--- Begin ---

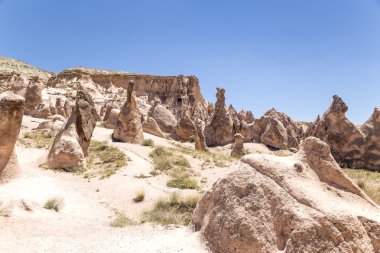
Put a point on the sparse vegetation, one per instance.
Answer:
(38, 138)
(148, 142)
(209, 158)
(175, 210)
(183, 183)
(368, 181)
(55, 204)
(5, 210)
(139, 196)
(169, 161)
(121, 220)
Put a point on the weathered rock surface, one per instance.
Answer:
(238, 146)
(150, 126)
(164, 118)
(185, 129)
(11, 112)
(275, 129)
(344, 138)
(301, 203)
(112, 118)
(128, 126)
(71, 142)
(219, 129)
(177, 92)
(200, 142)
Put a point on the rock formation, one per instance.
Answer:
(276, 130)
(185, 129)
(150, 126)
(344, 138)
(246, 116)
(128, 126)
(164, 117)
(219, 129)
(302, 203)
(71, 142)
(112, 118)
(11, 112)
(200, 142)
(238, 146)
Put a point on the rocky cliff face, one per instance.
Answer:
(179, 93)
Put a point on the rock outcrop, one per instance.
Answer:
(128, 126)
(301, 203)
(238, 146)
(177, 92)
(71, 142)
(276, 130)
(220, 128)
(344, 138)
(200, 142)
(185, 129)
(164, 117)
(11, 113)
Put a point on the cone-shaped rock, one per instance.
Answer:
(128, 126)
(11, 112)
(219, 130)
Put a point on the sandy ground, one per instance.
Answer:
(83, 224)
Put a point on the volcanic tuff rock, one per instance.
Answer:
(71, 142)
(345, 140)
(150, 126)
(276, 129)
(128, 126)
(200, 143)
(238, 146)
(11, 112)
(164, 117)
(219, 129)
(301, 203)
(185, 129)
(177, 92)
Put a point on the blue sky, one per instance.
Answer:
(293, 55)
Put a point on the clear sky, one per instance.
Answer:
(293, 55)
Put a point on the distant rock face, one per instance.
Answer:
(150, 126)
(275, 129)
(71, 142)
(179, 93)
(112, 118)
(185, 129)
(238, 146)
(200, 142)
(246, 116)
(219, 129)
(164, 118)
(266, 205)
(11, 112)
(128, 126)
(345, 140)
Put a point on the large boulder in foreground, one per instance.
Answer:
(301, 203)
(219, 130)
(11, 112)
(128, 126)
(72, 141)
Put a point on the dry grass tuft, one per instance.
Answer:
(121, 220)
(55, 204)
(139, 196)
(172, 163)
(175, 210)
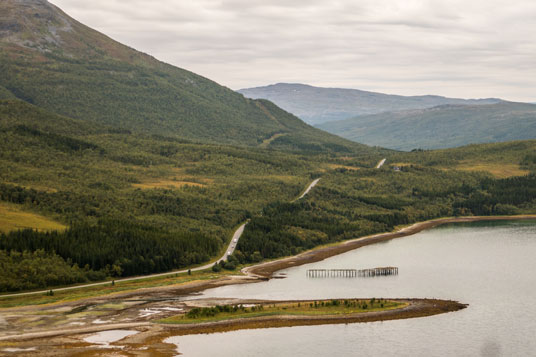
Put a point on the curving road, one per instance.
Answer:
(230, 249)
(380, 164)
(311, 185)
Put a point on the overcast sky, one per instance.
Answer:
(457, 48)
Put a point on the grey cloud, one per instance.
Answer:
(463, 48)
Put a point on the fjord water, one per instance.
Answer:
(489, 265)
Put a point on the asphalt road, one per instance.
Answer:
(230, 249)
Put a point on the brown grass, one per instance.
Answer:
(13, 217)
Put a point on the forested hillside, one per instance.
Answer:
(143, 167)
(441, 127)
(175, 203)
(52, 61)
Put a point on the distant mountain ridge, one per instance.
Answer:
(54, 62)
(441, 127)
(316, 105)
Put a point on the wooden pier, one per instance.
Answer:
(351, 273)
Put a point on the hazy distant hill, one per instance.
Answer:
(52, 61)
(442, 126)
(317, 105)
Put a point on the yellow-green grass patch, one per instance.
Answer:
(13, 218)
(303, 308)
(496, 169)
(166, 184)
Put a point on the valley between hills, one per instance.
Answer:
(115, 166)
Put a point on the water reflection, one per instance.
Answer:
(489, 266)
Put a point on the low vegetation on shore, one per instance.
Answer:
(302, 308)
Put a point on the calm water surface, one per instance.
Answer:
(491, 266)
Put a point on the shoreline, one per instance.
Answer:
(266, 270)
(416, 308)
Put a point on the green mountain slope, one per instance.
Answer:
(54, 62)
(316, 105)
(441, 127)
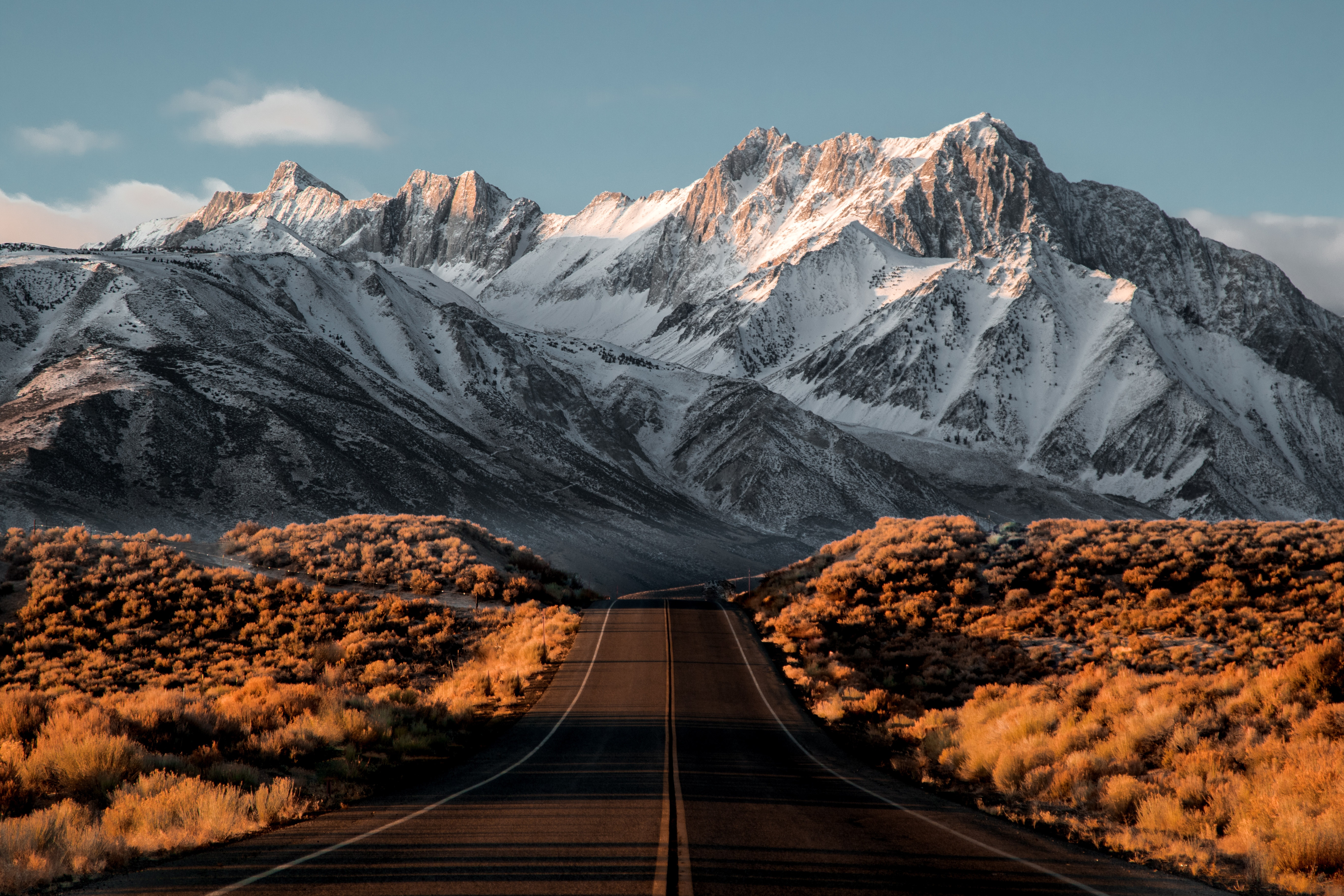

--- End ---

What is being asked:
Identify each line above that contains the word "distant" and copy those lines in full. Case counts.

Result of this task:
Put a point on the distant rock face, one per instance.
Put a point on the distant mountain ridge, one per instance.
Put a point on the hazy distant hill, one per instance.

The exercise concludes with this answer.